Text excerpt:
□ □ □ □

2. **local SGX mode**: run jobs locally with SGX guarded. As the picture shows, the client JVM is running in a SGX Enclave so that driver and executors can be protected.

3. **client SGX mode**: run jobs in k8s client mode with SGX guarded. As we know, in K8s client mode, the driver is deployed locally as an external client to the cluster. With **client SGX mode**, the executors running in K8S cluster are protected by SGX, the driver running in client is also protected by SGX.

4. **cluster SGX mode**: run jobs in k8s cluster mode with SGX guarded. As we know, in K8s cluster mode, the driver is deployed on the k8s worker nodes like executors. With **cluster SGX mode**, the driver and executors running in K8S cluster are protected by SGX.

□ □ □ □

Recorded data:
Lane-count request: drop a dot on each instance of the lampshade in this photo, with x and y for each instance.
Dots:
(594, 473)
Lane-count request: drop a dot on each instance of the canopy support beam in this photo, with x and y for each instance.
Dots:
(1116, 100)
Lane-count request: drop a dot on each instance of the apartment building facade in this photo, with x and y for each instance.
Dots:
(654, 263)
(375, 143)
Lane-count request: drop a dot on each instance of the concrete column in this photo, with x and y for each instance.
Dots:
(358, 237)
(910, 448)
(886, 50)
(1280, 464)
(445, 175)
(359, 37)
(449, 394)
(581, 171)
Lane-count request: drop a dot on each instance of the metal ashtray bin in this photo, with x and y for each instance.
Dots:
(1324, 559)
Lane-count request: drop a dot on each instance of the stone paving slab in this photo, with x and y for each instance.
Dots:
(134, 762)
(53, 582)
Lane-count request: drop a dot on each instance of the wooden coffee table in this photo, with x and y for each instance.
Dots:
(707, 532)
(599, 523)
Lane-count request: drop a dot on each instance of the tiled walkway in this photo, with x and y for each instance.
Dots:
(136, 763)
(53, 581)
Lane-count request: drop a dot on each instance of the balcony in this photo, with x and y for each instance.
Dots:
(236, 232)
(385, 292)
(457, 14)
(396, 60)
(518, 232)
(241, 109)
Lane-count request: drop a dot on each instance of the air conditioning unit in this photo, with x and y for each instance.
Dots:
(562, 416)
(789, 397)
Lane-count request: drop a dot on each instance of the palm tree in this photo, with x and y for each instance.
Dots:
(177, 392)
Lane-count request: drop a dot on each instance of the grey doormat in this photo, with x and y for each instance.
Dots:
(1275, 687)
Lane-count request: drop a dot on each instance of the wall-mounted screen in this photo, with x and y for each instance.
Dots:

□ □ □ □

What the exercise asks: In the text on SGX modes, rewrite the part starting at "3. **client SGX" and ending at "also protected by SGX.", replacing "external client" with "remote client".

Written solution:
3. **client SGX mode**: run jobs in k8s client mode with SGX guarded. As we know, in K8s client mode, the driver is deployed locally as an remote client to the cluster. With **client SGX mode**, the executors running in K8S cluster are protected by SGX, the driver running in client is also protected by SGX.